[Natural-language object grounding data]
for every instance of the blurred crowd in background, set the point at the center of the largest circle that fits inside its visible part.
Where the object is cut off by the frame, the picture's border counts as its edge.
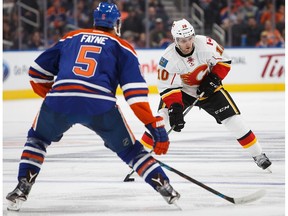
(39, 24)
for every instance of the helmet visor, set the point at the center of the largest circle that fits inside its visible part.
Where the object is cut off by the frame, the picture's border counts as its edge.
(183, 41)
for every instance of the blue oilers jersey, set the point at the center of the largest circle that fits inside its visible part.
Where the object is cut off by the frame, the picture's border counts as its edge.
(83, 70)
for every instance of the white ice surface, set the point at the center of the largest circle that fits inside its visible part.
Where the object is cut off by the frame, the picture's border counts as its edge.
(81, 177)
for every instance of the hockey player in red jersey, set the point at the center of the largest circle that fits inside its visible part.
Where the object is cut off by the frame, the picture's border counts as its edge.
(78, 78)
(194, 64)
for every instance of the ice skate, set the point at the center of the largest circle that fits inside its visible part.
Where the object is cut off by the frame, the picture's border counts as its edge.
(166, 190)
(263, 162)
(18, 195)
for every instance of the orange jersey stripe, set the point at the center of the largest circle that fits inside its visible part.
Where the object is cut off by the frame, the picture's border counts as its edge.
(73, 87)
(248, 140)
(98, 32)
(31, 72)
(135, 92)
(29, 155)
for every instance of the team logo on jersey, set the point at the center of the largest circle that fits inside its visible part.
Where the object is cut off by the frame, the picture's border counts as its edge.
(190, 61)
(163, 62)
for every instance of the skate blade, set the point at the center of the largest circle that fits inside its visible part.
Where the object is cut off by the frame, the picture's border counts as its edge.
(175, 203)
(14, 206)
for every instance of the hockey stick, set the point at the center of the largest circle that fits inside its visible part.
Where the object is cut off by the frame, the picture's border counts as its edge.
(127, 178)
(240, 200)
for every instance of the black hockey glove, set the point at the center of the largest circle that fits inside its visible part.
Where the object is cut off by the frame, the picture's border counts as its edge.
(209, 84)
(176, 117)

--

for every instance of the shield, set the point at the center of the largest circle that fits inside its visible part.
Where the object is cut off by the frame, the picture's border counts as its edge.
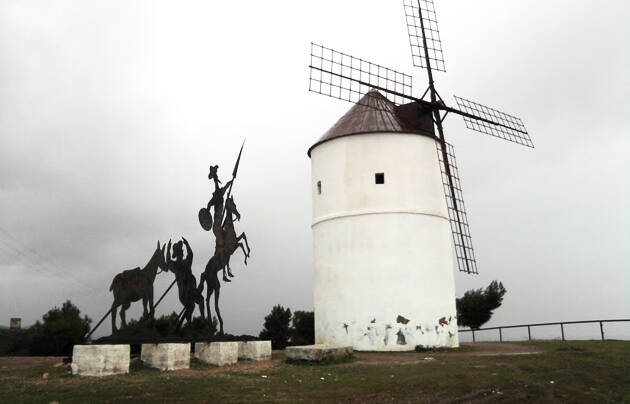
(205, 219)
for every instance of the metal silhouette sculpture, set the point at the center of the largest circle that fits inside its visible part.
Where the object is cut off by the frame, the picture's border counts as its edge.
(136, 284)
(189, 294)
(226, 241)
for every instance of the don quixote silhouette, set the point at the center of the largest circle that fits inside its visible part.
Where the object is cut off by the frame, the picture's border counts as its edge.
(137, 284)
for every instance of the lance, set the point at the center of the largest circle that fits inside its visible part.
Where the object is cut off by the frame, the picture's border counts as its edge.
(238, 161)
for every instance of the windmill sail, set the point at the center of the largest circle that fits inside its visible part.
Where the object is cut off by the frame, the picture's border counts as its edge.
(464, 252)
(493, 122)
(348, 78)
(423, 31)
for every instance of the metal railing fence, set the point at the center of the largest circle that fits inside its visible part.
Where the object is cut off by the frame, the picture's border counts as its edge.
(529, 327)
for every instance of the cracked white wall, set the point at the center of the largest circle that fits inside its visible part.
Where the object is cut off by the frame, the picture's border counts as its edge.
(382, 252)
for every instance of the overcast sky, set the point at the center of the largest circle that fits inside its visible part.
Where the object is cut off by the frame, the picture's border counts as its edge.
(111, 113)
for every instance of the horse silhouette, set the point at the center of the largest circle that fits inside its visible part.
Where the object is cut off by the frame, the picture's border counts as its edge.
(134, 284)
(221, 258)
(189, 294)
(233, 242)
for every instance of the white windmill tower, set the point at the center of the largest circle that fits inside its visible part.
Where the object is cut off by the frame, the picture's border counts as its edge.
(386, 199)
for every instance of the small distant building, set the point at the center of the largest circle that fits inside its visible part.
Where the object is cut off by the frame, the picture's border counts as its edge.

## WHAT THIS TASK INVOLVES
Which lines above include the word "metal"? Return each one.

## SOLVED PROBLEM
for every instance of the metal silhouette sculpture, set the point at the center of the largest circle that fits inside its visible part.
for every instance of the metal railing fence, set the point at the center of the largest circle that fits inside its visible part.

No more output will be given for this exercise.